(Data listing)
____
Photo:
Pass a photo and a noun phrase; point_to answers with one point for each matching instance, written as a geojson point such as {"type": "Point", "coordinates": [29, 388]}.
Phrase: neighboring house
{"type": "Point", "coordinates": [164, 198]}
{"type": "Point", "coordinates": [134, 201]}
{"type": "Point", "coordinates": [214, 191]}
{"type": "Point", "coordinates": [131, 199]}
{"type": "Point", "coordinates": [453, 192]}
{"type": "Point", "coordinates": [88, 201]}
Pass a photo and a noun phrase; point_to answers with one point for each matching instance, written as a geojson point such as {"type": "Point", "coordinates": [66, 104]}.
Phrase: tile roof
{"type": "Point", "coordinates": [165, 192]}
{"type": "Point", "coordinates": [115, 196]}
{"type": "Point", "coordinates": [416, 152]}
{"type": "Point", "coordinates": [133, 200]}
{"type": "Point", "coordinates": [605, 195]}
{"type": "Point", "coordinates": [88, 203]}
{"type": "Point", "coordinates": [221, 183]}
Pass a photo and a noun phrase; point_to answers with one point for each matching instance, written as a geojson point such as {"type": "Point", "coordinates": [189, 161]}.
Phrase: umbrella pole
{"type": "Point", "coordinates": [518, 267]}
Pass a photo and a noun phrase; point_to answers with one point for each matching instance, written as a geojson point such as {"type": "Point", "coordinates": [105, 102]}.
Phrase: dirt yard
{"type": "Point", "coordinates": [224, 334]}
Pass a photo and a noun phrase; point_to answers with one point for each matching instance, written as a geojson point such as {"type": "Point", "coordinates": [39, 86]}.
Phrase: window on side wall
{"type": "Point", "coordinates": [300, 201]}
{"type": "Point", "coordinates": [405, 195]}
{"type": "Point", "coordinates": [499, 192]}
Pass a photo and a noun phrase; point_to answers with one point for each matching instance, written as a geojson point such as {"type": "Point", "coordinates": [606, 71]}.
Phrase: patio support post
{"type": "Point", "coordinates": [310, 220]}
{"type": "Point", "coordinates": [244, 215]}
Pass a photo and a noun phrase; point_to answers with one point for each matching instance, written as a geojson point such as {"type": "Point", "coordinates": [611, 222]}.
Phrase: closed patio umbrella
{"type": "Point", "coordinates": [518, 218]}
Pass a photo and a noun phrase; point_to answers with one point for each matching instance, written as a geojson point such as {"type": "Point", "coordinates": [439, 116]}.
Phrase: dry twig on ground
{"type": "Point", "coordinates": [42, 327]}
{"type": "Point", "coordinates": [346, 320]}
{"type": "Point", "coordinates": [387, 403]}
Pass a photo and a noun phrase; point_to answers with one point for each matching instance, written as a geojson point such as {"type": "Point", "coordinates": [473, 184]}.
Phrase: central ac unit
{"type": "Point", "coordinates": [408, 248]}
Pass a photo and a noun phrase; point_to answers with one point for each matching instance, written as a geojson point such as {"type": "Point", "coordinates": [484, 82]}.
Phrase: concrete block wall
____
BRIEF:
How many lines in the data above contain the word "patio"? Reply with the number alone.

EXERCISE RESULT:
2